**Tasks to carry out**
1. In the passage on behavioral biometrics in mixed reality, how long is the window used for controller-based door-opening behavior?
2. Copy the part of the passage on behavioral biometrics in mixed reality between "We also study" and "a real product.", inclusive, word for word.

**Supplied passage**

• • •

How we approach it
In-headset behavior as a biometric source
Rather than committing to a single sensor, we study a set of behavioral signals produced by ordinary MR use. Hand and controller kinematics capture individual differences in how a user types, reaches, grips, and pulls — signatures shaped by anthropometry and motor habit. Eye-movement dynamics expose individual oculomotor patterns through saccades, fixations, smooth pursuits, and scan paths. Head-pose trajectories from the headset's own 6-DoF tracking reveal habitual postural micro-patterns during natural visual exploration.
Each modality maps naturally onto a different active-authentication moment: typing-time hand traces for entry-point gating, gaze and head dynamics for continuous in-session verification, and any of them for step-up checks before sensitive actions. The combination, not any single channel, is what makes a deployable XR authentication stack.
Domain-informed models and cross-session evaluation
Behavioral signals in MR are not generic time series. Eye movements obey characterized oculomotor physiology; head pose is constrained by neck biomechanics; hand kinematics by motor habit. Our modeling work foregrounds that domain structure rather than discarding it — specialized feature-extraction modules built around oculomotor event classes for eye-movement biometrics, task-specific extractors for head and hand streams, and similarity-learning architectures (Siamese networks) for verifying typing-time hand traces.
Evaluation is held to a higher bar than the field's usual within-session classification, which tends to overstate what a deployed system would achieve. We use cross-session protocols across days and weeks, and longitudinal analyses reaching into the multi-month range — including a 269-day window for controller-based door-opening behavior and a 37-month slice of the GazeBase eye-movement corpus. The recurring methodological question is feature temporal stability: which signatures actually remain individuating as the user's biology and habits drift?
Architectures and protocols a headset can actually run
Active authentication has to live inside a mobile XR device's compute budget. We favor compact architectures over heavy sequence models: a small feed-forward 1D CNN on head pose, a parameter-efficient design for eye-movement biometrics that matches state-of-the-art accuracy with fewer parameters, and a Siamese-similarity model for hand typing that operates at practical FAR/FRR points. None of these requires workstation-class inference.
We also study practical deployment questions that get little attention but matter for shipping: how many enrollment tasks are needed before adding more stops paying off? How does authentication accuracy degrade across months, and is the curve linear or non-linear? Which task subsets generalize best to unseen activities? The output we want is not just a low EER on a paper, but guidelines that XR vendors could actually use to integrate behavioral biometrics into a real product.

• • •

**Entries shown**
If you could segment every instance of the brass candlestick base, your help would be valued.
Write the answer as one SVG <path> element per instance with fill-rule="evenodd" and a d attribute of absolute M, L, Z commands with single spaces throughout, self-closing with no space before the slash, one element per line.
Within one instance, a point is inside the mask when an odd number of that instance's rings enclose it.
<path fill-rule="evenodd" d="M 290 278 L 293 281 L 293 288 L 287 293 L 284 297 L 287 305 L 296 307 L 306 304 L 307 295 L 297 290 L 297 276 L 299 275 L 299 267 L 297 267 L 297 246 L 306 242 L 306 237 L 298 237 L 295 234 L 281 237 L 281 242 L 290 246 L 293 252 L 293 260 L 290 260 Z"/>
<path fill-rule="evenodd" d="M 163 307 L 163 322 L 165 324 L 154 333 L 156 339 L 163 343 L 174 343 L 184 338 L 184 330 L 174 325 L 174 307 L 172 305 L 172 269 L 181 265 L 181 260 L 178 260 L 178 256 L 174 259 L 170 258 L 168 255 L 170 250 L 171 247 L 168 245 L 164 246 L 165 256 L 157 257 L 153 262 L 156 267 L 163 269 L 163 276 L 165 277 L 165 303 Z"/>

• • •

**Your responses**
1. 269 days.

2.
We also study practical deployment questions that get little attention but matter for shipping: how many enrollment tasks are needed before adding more stops paying off? How does authentication accuracy degrade across months, and is the curve linear or non-linear? Which task subsets generalize best to unseen activities? The output we want is not just a low EER on a paper, but guidelines that XR vendors could actually use to integrate behavioral biometrics into a real product.